Page extract >>
++++++++++

Third sector workers have been patient - but for how long? Graham Martin looks at charities relationships with trade unions.
Scotland’s third sector isn’t what you’d think of as a natural cradle of class war.
Powered by a highly motivated and hard grafting work force, who often see the social mission of their job as being as important as their terms and conditions, there has been relative industrial peace in the sector.
Partially, this is a reflection of the special nature of third sector work, but it’s also a reflection of the low level of trade union struggle in society as a whole. Levels of dispute are historically low, the generational defeats of the 80s still being felt and the shackles of Thatcherite anti-union legislation still holding.
But things are changing. Recently we have seen a movement growing in the public sector straining against wage restraints which have been accepted – willingly or mostly unwillingly – over the past austerity-damned decade.
Now, this is spilling over into the third sector as well. When the tide rises, all ships rise with it.
When it comes to the relationship of the employed and the employer, the third sector is not a special case
In the weeks before Christmas we saw Shelter staff commit to three days of strike action. And we had the extraordinary developments at Cornerstone.
Both of these disputes have their own special characteristics, of course. But they are not happening in isolation.
Similar moves are taking place across the public sector, and as charities become increasingly involved in public sector delivery, workers in the third sector can only be expected to look on, draw conclusions – and act.

++++++++++

[Saved entries]
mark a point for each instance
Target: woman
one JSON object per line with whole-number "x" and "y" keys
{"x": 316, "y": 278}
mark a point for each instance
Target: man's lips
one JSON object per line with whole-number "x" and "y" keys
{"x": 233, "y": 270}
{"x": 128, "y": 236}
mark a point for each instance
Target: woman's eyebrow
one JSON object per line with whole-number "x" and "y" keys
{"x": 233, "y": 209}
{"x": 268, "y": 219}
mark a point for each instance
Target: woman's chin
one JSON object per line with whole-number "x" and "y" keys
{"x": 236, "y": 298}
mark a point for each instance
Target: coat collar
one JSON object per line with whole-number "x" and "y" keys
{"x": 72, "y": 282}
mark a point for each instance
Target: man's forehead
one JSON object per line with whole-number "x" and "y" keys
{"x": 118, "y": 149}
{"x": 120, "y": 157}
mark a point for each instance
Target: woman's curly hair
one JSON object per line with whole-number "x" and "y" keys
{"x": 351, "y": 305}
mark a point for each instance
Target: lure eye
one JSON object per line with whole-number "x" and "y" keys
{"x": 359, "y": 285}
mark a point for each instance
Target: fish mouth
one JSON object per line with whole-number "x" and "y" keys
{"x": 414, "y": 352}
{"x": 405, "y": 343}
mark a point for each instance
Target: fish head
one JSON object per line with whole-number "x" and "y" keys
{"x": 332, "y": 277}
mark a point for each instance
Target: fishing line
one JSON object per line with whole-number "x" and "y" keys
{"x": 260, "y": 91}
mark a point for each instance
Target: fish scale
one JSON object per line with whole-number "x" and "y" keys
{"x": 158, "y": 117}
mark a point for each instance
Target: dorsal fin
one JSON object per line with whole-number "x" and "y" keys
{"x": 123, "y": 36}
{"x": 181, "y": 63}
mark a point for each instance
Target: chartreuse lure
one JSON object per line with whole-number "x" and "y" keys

++++++++++

Complete the following >>
1. Translate this sentence from the article on charities and trade unions into Spanish: "Scotland’s third sector isn’t what you’d think of as a natural cradle of class war."
2. In the final sentence of the article on charities and trade unions, list every action that workers in the third sector can be expected to take.
3. Extend the article on charities and trade unions from its last sentence.

Your written answers >>
1. El tercer sector de Escocia no es lo que uno consideraría una cuna natural de la lucha de clases.

2.
- look on
- draw conclusions
- act

3.
And as workers go into their cycle of negotiating yearly rises there is the real possibility of contagion – the unions at both Shelter and Cornerstone, for example, are asking for roughly similar, and modest, wage uplifts.
At heart, while third sector work might be special in terms of funding, outcomes and those it serves, when it comes to the relationship of the employed and the employer, it is not a special case. The third sector worker sells his or her labour at an hourly rate, the same way a worker in a factory or a call centre does.
The collective product of this labour may be social capital rather than profit, but frankly, when you are earning five times less than your chief executive, it can seem academic at the end of the month whether your employer is paying shareholders, building up reserves or investing in a new social care paradigm.
This might seem brutal but it is simply the reality of the third sector’s existence in the capitalist system. What is different, though, is intent. Most third sector bosses, you'd hope, want the same for their charities’ missions as their staff.
But staff also want decent wages and conditions, and have been very patient. Until now. Union sources have said they are fed up with “excuses” coming from charities over wage rises which barely touch the cost of living.
It is a question of the utmost urgency therefore that charities get their industrial relations on a sound footing – as there could be big storms ahead, which will have implications for everyone, not least service users.
What are the chances of a spring of discontent?
Graham Martin is news editor at Third Force News.